■ **RECORDS FOR THE TASK**

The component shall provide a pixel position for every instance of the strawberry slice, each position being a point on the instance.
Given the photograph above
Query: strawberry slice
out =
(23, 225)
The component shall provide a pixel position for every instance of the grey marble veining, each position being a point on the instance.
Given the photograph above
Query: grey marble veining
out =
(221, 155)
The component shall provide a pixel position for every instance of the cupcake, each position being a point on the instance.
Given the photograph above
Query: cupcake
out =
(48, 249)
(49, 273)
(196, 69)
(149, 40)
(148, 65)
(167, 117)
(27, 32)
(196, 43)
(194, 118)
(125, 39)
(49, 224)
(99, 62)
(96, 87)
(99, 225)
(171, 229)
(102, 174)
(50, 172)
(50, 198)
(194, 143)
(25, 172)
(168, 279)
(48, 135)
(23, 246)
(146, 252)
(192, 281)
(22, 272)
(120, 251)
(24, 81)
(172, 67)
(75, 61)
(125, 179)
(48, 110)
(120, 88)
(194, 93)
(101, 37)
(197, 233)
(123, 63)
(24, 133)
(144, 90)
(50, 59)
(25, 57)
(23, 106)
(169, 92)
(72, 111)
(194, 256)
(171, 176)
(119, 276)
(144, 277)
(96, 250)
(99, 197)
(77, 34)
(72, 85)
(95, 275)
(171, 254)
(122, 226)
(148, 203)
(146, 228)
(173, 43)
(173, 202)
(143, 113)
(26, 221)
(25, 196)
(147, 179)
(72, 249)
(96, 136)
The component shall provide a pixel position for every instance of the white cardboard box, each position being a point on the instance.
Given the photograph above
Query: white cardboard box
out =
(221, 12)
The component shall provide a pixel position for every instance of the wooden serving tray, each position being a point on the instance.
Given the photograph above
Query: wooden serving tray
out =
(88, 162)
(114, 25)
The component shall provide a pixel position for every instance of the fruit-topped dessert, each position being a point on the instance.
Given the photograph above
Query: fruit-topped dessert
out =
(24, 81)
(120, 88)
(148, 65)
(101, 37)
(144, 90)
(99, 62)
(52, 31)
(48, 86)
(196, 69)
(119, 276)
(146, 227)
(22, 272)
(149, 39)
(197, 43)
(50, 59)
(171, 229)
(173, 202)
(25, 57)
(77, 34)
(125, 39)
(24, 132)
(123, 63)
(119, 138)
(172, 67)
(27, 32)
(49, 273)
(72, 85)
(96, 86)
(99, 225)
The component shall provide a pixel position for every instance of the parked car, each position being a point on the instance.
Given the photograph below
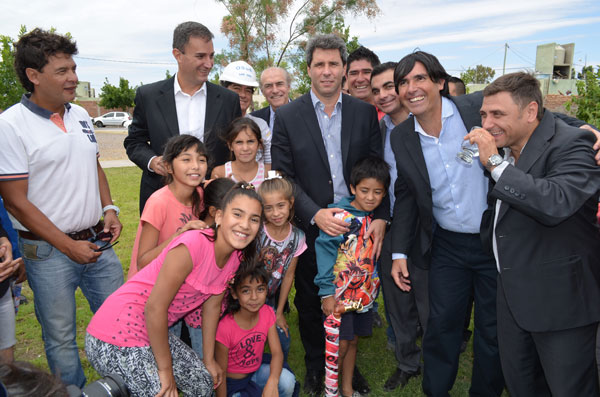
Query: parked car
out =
(113, 118)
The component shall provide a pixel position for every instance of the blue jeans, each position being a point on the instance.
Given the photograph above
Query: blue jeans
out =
(287, 380)
(54, 277)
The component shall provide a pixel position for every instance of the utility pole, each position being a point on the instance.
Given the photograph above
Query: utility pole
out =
(504, 65)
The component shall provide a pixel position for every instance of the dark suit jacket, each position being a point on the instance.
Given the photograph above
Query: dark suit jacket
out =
(547, 236)
(412, 227)
(297, 149)
(264, 113)
(155, 121)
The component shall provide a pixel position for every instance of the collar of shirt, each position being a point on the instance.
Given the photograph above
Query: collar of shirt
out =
(40, 111)
(318, 105)
(177, 89)
(447, 112)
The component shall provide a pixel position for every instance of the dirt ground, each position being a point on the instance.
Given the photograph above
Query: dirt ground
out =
(111, 143)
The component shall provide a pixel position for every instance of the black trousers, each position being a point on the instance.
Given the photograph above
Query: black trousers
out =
(310, 315)
(556, 363)
(458, 266)
(405, 309)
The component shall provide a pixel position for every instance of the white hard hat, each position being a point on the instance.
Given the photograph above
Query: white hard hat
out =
(239, 72)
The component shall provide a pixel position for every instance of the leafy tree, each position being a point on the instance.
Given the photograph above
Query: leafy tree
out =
(478, 75)
(10, 87)
(256, 31)
(298, 59)
(588, 96)
(120, 97)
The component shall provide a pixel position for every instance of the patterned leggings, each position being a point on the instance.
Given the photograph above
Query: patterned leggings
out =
(138, 368)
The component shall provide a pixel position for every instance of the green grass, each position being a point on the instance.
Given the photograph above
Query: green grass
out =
(374, 360)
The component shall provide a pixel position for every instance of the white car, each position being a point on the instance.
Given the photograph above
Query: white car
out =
(113, 118)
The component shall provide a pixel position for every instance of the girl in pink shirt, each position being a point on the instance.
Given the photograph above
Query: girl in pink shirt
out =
(129, 335)
(175, 207)
(241, 338)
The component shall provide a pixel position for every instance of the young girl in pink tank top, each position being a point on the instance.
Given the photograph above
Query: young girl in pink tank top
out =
(129, 335)
(243, 139)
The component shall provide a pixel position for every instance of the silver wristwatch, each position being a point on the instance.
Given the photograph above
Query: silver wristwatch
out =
(494, 160)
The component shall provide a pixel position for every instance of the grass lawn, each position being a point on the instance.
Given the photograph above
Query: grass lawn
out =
(376, 363)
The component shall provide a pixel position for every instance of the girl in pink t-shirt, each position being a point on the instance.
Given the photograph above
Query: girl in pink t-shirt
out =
(129, 335)
(241, 338)
(175, 207)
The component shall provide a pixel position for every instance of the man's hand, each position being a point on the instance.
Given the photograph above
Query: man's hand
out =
(158, 166)
(82, 252)
(377, 229)
(328, 305)
(326, 221)
(168, 387)
(597, 144)
(112, 224)
(400, 274)
(485, 142)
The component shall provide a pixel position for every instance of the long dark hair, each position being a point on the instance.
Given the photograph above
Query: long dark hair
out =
(249, 254)
(255, 271)
(174, 147)
(214, 193)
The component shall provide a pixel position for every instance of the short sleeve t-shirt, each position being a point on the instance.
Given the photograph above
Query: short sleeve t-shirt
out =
(120, 320)
(245, 346)
(166, 214)
(59, 162)
(277, 255)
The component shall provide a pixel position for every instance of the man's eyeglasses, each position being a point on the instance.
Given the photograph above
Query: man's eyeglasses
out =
(104, 235)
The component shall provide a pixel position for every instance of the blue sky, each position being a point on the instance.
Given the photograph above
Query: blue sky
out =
(461, 34)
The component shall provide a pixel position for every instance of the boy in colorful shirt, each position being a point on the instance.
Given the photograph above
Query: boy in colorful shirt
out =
(346, 264)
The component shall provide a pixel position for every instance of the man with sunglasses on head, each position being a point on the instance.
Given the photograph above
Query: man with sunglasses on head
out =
(56, 192)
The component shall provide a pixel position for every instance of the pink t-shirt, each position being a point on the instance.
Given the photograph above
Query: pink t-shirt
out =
(120, 320)
(166, 214)
(245, 346)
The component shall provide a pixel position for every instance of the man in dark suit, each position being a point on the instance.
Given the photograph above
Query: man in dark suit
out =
(542, 229)
(317, 138)
(275, 85)
(184, 104)
(437, 215)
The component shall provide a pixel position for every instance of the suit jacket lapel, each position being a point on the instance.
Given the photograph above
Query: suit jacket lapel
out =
(312, 126)
(166, 103)
(214, 103)
(347, 128)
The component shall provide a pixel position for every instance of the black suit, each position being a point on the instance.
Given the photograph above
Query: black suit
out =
(298, 151)
(549, 253)
(155, 121)
(264, 113)
(415, 233)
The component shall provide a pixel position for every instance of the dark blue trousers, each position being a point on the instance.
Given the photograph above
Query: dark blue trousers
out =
(458, 266)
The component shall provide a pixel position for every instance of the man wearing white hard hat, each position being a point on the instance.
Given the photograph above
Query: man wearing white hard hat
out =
(240, 77)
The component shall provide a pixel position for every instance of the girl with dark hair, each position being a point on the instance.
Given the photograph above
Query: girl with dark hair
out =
(243, 139)
(241, 337)
(177, 206)
(129, 335)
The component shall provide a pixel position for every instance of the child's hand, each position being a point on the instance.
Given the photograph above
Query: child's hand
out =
(270, 389)
(168, 387)
(282, 323)
(328, 305)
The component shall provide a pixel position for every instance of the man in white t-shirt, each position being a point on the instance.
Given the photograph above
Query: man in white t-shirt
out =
(56, 192)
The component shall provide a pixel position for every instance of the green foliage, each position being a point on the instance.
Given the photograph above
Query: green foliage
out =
(120, 97)
(588, 99)
(10, 87)
(478, 75)
(298, 60)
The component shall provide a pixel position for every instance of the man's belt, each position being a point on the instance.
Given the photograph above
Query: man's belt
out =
(84, 234)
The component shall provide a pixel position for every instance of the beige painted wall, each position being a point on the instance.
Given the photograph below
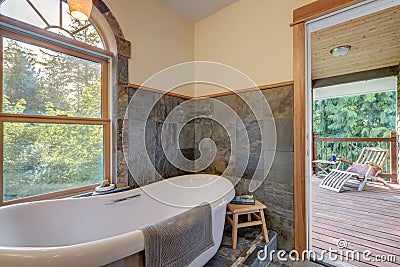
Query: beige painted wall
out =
(251, 35)
(160, 37)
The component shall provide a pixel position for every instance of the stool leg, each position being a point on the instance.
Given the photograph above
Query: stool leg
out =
(264, 226)
(234, 230)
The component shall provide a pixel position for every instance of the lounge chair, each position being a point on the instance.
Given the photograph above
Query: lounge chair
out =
(367, 167)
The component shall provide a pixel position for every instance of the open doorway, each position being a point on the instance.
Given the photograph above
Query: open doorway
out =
(352, 113)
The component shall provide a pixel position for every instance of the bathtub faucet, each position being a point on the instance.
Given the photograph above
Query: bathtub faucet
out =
(121, 199)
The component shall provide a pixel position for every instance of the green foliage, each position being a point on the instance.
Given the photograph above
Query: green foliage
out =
(47, 157)
(369, 115)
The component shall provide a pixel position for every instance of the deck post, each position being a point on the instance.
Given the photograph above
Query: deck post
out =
(315, 150)
(393, 156)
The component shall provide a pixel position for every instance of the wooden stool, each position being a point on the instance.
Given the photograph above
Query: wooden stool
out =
(251, 211)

■ **TASK OBJECTIVE**
All lines from the one with "of the lounge" through the final line above are to be quoted exactly; quote no other line.

■ **COMPLETE OUTPUT**
The component shall provide a pixel position for every instance of the lounge chair, each position being a point on the instance.
Given the photograph above
Query: lounge chair
out =
(367, 167)
The component shall provide a pixel position for every instance of the open doorway, each position being a point on the instance.
Given the photograph above
Query: open doorway
out =
(352, 113)
The component shall provide a pixel position for every instance of the bathtub faucet, each position being a point on the instance.
Given the photograph above
Query: bathtub faucet
out =
(121, 199)
The component shall provide a pixel position for every instance of the green foliage, each position being a point on the instance.
Given the photograph above
Query: green foliage
out =
(47, 157)
(369, 115)
The component shall provide a pixel position for every instance of the deck post, each position being a point on the instance.
Given the photograph above
Query: deck post
out =
(315, 150)
(393, 156)
The component shall provide a pixel position for every instance of the wooden stool, each position being a point on the instance.
Given the photograph above
Query: wooden stool
out =
(251, 211)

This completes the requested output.